==== Source document

Windowing is a common stream processing pattern where the unbounded coming
streaming of data is divided into chunks based on temporal boundaries
### There are three commonly used windowing patterns
![image.png](attachment:image.png)

* Fixed/tumbling window divides the incoming stream of data into fixed-size
segments, where each one has a window length, a start time, and an end time. Each
coming piece of data is slotted into one and only one fixed/tumbling window. 
* Sliding Window: Figure 6-4 shows the sliding interval is smaller than the window
length. This implies that one or more pieces of data are included in more than one
sliding window. 
* The session window type is commonly used to analyze user behavior on a website.

|||
|---|---|
|![image.png](attachment:image.png)|* The record-at-a-time model,  this model can provide low latency in milliseconds. <br>* The micro-batching model waits and accumulates a small batch of input data based on a configurable batching interval and processes each batch in parallel. The throughput is higher |

# Spark Streaming Overview
* Spark’s first-generation stream processing engine called DStream. (now historical)
* Spark’s second stream processing engine called Structured Streaming.

## Spark Structured Streaming
<mark>It was designed to be much faster, more scalable, and more fault-tolerant and address the shortcomings in
the first-generation streaming engine. </mark>

> to react to data in real-time using a simple programming model


|||
|---|---|
|![image.png](attachment:image.png)|Another way of thinking of a stream of incoming data is as nothing more than a table being continuously appended. The Structured Streaming engine takes care of running them incrementally and continuously as new streaming data arrives. |




## Core Concepts
---
![image.png](attachment:image.png)

* **Data Sources:** From where you are going to get the data. They generate the data continuously,
and the rate can vary over time. Structured Streaming provides native support for the
following sources.
    * Kafka Source: most commond, requires special set up
    * File Source: As new files are dropped into a directory, this data source picks them up for processing. Commonly used file formats are supported, such as text, CSV, JSON, ORC, and Parquet. 
    * Socket Source: host + port
    * Rate Source: prebuit, generates data randomly
* **Output Modes**: Output modes are a way to tell Structured Streaming how the output data should be written to a sink. This concept is unique to stream processing in Spark. There are three options.
    * Append mode: This is the default mode if the output mode is not specified. In this mode, only the new rows appended to the resulting table are sent to the specified output sink.
    * Complete mode: The entire resulting table is written to the output sink.
    * Update mode: Only the updated rows in the resulting table are written to the output sink. This means unchanged rows are not written out.

* **Trigger Types**: The trigger is another important concept to understand. The Structured Streaming engine uses the trigger information to determine when to execute the provided streaming computation logic on the newly discovered streaming data.

========
==== Material provided

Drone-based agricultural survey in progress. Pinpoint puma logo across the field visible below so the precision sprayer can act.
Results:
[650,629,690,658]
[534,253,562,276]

========

Tasks for this exercise:
- A) From the Spark streaming notes, quote the passage that begins at "## Core Concepts" and stops after "are three options.".
- B) Continue the Spark streaming notes from the point where they end.

Set of answers:
- A)
## Core Concepts
---
![image.png](attachment:image.png)

* **Data Sources:** From where you are going to get the data. They generate the data continuously,
and the rate can vary over time. Structured Streaming provides native support for the
following sources.
    * Kafka Source: most commond, requires special set up
    * File Source: As new files are dropped into a directory, this data source picks them up for processing. Commonly used file formats are supported, such as text, CSV, JSON, ORC, and Parquet. 
    * Socket Source: host + port
    * Rate Source: prebuit, generates data randomly
* **Output Modes**: Output modes are a way to tell Structured Streaming how the output data should be written to a sink. This concept is unique to stream processing in Spark. There are three options.

- B)
| Type                    | Description                                                                                                                                                                                                                                     |
|-------------------------|-------------------------------------------------------------------------------------------------------------------------------------------------------------------------------------------------------------------------------------------------|
| Not specified (default) | For this default type, Spark uses the micro-batch mode and processes the next batch of data as soon as the previous batch of data has completed processing.                                                                                      |
| Fixed interval          | For this type, Spark uses the micro-batch mode and processes the batch of data based on the user-provided interval. If the processing of the previous batch of data takes longer than the interval, then the next batch of data is processed immediately after the previous one is completed. In other words, Spark does not wait until the next interval boundary. |
| One-time                | This trigger type is meant to be used for one-time processing of the available batch of data, and Spark immediately stops the streaming application once the processing is completed. This trigger type is useful when the data volume is extremely low, and therefore it is more cost effective to spin up a cluster and process the data only a few times a day.               |
| Continuous              | Spark executes your streaming application logic using the new low latency and continuous processing mode.                                                                                                                                       |

* **Data Sinks**:  They are meant for storing the output of streaming applications
    * kafka Sink: requires special config
    * File sink: This is a destination on a file system, HDFS, or S3
    * Foreach sink: This is meant for running an arbitrary computation on the rows in the output.
    * Console sink: This is for testing and debugging purposes only and when working with low volume data. The output is printed out to the console on every trigger.
    * Memory sink: This is for testing and debugging purposes only when working with low-volume data. It uses the memory of the driver to store the output.

* **Watermarking**: Structured Streaming uses the specified threshold to determine <mark>when</mark> the old state can be discarded.

# First Example

In [1]:
from pyspark.sql import SparkSession
import os
import pyspark.sql.functions as F
import pyspark.sql.types as T
from pyspark.sql.window import Window

spark = SparkSession.builder.appName("SQL").getOrCreate()

24/06/28 14:17:27 WARN Utils: Your hostname, msi-MAG resolves to a loopback address: 127.0.1.1; using 192.168.0.129 instead (on interface wlp3s0)
24/06/28 14:17:27 WARN Utils: Set SPARK_LOCAL_IP if you need to bind to another address
Setting default log level to "WARN".
To adjust logging level use sc.setLogLevel(newLevel). For SparkR, use setLogLevel(newLevel).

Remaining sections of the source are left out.